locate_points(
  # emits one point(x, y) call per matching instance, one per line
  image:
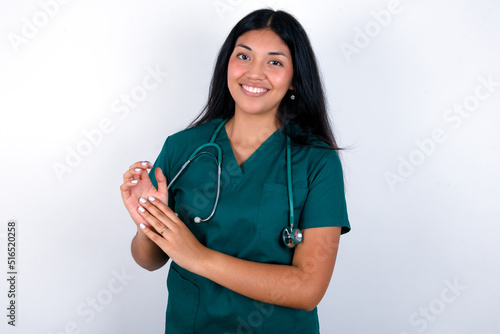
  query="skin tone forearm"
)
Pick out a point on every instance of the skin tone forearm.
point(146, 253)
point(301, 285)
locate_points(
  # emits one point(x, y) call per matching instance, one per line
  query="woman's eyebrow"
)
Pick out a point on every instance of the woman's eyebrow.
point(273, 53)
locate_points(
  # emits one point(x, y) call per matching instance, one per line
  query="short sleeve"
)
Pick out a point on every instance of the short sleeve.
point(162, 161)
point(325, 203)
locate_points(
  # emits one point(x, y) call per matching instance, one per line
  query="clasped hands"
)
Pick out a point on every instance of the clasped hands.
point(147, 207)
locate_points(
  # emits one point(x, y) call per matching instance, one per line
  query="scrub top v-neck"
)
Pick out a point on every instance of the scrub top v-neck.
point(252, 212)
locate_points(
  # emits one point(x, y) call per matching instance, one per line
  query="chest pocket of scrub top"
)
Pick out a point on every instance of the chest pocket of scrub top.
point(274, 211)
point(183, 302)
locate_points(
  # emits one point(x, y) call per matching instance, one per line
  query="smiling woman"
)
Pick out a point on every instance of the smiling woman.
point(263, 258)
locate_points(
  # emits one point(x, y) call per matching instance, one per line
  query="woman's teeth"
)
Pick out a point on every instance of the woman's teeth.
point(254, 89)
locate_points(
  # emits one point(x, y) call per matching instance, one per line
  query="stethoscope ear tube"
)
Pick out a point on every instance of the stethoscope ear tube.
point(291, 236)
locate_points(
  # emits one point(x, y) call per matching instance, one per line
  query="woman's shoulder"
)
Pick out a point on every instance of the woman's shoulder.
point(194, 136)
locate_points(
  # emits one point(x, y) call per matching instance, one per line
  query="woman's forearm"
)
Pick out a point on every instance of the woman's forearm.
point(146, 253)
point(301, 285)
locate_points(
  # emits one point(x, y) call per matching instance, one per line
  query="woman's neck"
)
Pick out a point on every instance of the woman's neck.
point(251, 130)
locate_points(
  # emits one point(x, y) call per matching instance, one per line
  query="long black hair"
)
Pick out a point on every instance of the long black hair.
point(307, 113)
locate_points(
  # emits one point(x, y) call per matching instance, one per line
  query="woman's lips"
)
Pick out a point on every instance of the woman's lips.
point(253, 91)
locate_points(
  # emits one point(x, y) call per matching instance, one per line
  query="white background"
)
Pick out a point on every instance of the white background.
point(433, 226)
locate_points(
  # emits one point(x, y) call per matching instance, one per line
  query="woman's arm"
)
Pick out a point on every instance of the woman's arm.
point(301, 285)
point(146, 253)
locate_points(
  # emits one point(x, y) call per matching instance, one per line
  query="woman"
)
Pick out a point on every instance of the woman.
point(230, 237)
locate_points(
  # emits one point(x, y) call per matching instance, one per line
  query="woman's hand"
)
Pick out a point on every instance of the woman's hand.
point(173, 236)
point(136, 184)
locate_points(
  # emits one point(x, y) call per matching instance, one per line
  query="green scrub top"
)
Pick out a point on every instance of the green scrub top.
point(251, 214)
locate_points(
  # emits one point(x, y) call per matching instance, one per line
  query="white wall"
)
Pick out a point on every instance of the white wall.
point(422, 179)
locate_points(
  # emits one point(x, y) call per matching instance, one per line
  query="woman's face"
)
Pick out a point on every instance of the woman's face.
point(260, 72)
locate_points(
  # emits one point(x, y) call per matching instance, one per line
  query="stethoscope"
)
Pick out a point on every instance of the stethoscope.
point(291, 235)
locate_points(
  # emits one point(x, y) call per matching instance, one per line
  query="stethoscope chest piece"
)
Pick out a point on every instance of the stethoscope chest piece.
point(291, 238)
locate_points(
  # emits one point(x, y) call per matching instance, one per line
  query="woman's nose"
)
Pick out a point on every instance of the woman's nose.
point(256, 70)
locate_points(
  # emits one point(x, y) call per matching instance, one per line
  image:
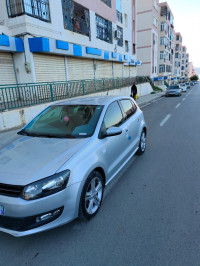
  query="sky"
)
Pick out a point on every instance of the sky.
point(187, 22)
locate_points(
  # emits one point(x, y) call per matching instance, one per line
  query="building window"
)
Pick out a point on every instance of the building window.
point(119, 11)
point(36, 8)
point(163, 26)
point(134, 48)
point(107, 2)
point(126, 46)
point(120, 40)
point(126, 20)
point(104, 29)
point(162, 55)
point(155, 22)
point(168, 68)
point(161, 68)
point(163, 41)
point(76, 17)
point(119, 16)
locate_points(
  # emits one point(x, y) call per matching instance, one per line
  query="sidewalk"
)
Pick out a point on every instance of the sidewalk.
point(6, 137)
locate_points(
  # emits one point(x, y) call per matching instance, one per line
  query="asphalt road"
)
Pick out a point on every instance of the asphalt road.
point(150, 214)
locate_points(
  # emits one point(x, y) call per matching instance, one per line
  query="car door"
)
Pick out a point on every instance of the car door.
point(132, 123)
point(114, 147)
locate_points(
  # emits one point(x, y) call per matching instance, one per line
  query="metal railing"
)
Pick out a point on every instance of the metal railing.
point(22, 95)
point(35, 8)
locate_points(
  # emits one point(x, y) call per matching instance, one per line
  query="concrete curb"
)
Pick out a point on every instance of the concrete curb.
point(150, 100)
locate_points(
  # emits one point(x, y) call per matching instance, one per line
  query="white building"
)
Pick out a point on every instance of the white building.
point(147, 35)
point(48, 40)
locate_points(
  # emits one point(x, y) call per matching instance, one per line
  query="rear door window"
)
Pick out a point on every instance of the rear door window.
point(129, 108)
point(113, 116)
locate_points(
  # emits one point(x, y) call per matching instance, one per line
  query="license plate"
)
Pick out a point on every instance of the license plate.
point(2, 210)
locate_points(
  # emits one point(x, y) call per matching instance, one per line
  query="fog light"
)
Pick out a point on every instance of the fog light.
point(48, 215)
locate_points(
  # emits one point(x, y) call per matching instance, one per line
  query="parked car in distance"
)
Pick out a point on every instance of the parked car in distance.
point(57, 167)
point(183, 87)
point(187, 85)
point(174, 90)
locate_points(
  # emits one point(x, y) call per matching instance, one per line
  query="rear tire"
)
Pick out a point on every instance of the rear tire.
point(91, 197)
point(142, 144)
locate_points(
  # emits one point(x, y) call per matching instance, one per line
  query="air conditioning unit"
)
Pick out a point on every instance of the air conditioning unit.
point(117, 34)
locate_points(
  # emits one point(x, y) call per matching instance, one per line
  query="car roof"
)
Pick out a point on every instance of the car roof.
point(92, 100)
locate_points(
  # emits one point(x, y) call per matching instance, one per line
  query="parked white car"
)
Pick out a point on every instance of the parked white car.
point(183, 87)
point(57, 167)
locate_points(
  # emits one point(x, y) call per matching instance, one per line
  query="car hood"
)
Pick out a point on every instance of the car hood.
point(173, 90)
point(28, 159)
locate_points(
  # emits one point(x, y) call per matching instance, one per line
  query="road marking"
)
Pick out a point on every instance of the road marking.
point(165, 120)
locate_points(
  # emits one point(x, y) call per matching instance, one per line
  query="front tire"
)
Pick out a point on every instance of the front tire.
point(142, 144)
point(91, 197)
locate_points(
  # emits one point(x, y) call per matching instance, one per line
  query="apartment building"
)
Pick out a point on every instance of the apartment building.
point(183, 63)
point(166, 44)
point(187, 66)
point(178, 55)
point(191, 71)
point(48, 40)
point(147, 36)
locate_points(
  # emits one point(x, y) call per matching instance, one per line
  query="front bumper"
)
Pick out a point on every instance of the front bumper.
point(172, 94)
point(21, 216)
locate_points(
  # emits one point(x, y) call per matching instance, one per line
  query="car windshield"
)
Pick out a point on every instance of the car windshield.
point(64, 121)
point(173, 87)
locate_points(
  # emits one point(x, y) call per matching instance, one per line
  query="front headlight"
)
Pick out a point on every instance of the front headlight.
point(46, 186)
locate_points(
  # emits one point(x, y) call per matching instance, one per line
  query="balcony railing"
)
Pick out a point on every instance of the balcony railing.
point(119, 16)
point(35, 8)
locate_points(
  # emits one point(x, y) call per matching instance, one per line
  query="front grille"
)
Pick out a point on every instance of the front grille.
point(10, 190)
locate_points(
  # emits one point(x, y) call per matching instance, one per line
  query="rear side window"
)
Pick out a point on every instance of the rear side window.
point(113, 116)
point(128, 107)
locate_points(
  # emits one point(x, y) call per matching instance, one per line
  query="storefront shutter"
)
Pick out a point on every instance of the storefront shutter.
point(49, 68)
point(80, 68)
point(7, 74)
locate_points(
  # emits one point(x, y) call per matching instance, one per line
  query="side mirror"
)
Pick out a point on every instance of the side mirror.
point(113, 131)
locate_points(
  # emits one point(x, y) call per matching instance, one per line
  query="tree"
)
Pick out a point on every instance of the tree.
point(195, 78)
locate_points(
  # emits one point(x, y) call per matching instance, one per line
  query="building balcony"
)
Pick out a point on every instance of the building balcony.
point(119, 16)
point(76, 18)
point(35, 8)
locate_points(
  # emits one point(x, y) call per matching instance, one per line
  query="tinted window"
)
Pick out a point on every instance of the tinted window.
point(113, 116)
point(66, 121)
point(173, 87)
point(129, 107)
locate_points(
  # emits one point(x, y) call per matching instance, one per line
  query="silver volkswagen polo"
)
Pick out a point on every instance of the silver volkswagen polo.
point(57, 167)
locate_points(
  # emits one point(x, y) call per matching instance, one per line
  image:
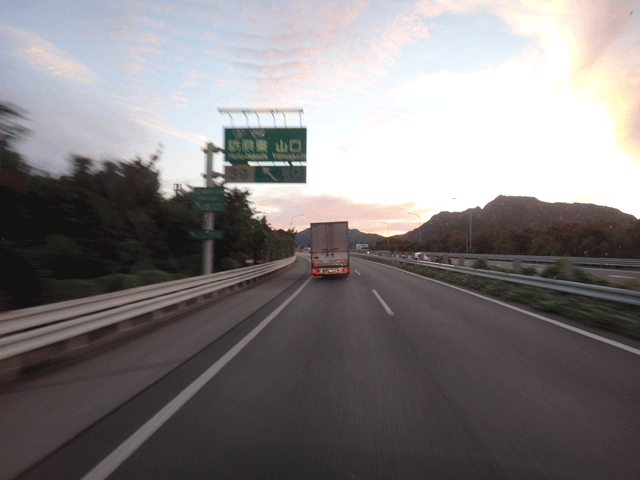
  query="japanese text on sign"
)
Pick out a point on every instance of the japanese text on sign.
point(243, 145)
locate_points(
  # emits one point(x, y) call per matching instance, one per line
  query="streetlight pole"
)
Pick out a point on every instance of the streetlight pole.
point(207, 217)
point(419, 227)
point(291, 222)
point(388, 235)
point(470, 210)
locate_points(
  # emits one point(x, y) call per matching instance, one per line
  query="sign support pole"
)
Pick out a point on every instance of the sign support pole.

= = = = = = =

**Set problem:** Replace "scrub top" with "uniform top" in the part of the records that runs from the start through the line containing "point(194, 136)", and write that part out again with nothing else changed. Leave the pictures out of your answer.

**Solution for this exercise:**
locate_points(
  # emits one point(x, y) call per matching instance, one per line
  image:
  query="skin tone forearm"
)
Pick out a point on every instance of the skin tone forearm.
point(146, 253)
point(301, 285)
locate_points(
  # emits one point(x, y) call per matching instance, one per line
  query="woman's eyebrow"
)
Pick out a point on every instance of the woman's eyebrow.
point(273, 53)
locate_points(
  # emits one point(x, y) call per matching instance, one per line
  query="short sleeve"
)
Pick out a point on every instance of the short sleeve.
point(162, 161)
point(325, 203)
locate_points(
  # emits one point(x, y) call per matching instance, one per line
  query="clasped hands"
)
Pick out a point on every instance of the clasped hands.
point(147, 207)
locate_points(
  # emits one point(x, y) call per matching instance, one per line
  query="uniform top v-neck"
)
Pick out a point on every instance of the uniform top v-neck.
point(252, 212)
locate_points(
  # emits one point(x, y) call per matching instance, one per line
  query="chest pocket of uniform top"
)
Pick out a point on every instance of the chest pocket of uniform top.
point(274, 211)
point(183, 302)
locate_points(
  # emits one point(x, y) call per matching instance, one per line
  query="smiling woman"
)
Pick out a point on every instance of the smiling woman.
point(263, 258)
locate_points(
  # emits one point(x, y) call per matching instance, one per line
  query="woman's teeth"
)
Pick out a point on every instance of the woman's teeth.
point(254, 89)
locate_points(
  # emits one point(x, y) call per matching instance, one per line
  query="stethoscope ear tube"
)
Pick out a point on every instance of the stethoscope ear tube.
point(291, 236)
locate_points(
  # emits one point(x, y) call per matching instance, one per line
  query="woman's shoulder"
)
Pick out a point on every instance of the woman's shoulder.
point(194, 136)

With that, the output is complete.